— Schriftliche Aufgabe 1 —
Beantworte anhand des Gerichtsbeschlusses die folgenden Fragen:
(a) Wer führte im Revisionsgericht den Vorsitz?
(b) Wie hoch war der Streitwert der Rechtssache?
(c) Was geschah mit der Revision der klagenden Partei?
— Schriftliche Aufgabe 2 —
Setze den Gerichtsbeschluss im Anschluss an seinen letzten Satz fort.

Der Oberste Gerichtshof hat als Revisionsgericht durch den Senatspräsidenten des Obersten Gerichtshofes Dr. Klinger als Vorsitzenden sowie durch die Hofräte des Obersten Gerichtshofes Dr. Floßmann, Dr. Baumann und Dr. Hradil und die Hofrätin des Obersten Gerichtshofes Dr. Hurch als weitere Richter in der Rechtssache der klagenden Partei Monika K*****, vertreten durch Dr. Norbert Margreiter, Rechtsanwalt in Bezau, wider die beklagten Parteien 1. Heinz F*****, vertreten durch Dr. Hubert F. Kinz, Rechtsanwalt in Bregenz, und 2. Annemarie R*****, vertreten durch Dr. Walter Geißelmann und Dr. Günter Tarabochia, Rechtsanwälte in Bregenz, wegen Unterlassung (Streitwert S 100.000), infolge ordentlicher Revision der klagenden Partei gegen das Urteil des Landesgerichtes Feldkirch als Berufungsgericht vom 22. Dezember 1998, GZ 2 R 425/98k-18, womit infolge Berufung der klagenden Partei das Urteil des Bezirksgerichtes Bregenz vom 28. September 1998, GZ 6 C 425/98v-11, bestätigt wurde, den

Beschluß

gefaßt:

Spruch

Die Revision wird wegen Fehlens einer erheblichen Rechtsfrage (§ 502 Abs 1 ZPO) gemäß § 508a ZPO zurückgewiesen (§ 510 Abs 3 ZPO).Die Revision wird wegen Fehlens einer erheblichen Rechtsfrage (Paragraph 502, Absatz eins, ZPO) gemäß Paragraph 508 a, ZPO zurückgewiesen (Paragraph 510, Absatz 3, ZPO).

— Datenauszug —
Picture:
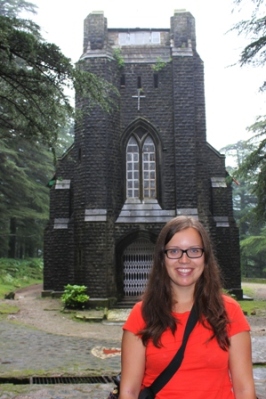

— Antwort 1 —
(a) Den Vorsitz führte der Senatspräsident des Obersten Gerichtshofes Dr. Klinger.
(b) Der Streitwert betrug S 100.000.
(c) Die Revision wurde wegen Fehlens einer erheblichen Rechtsfrage gemäß § 508a ZPO zurückgewiesen.

— Antwort 2 —
Text

Begründung:

Die Klägerin ist zu 93/2084-Anteilen Mit- und Wohnungseigentümerin der Liegenschaft EZ*****, *****. Der Erstbeklagte ist zu 32/2084-Anteilen Mit- und Wohnungseigentümer dieser Liegenschaft, womit das Wohnungseigentum am Geschäftsraum "Kiosk" verbunden ist.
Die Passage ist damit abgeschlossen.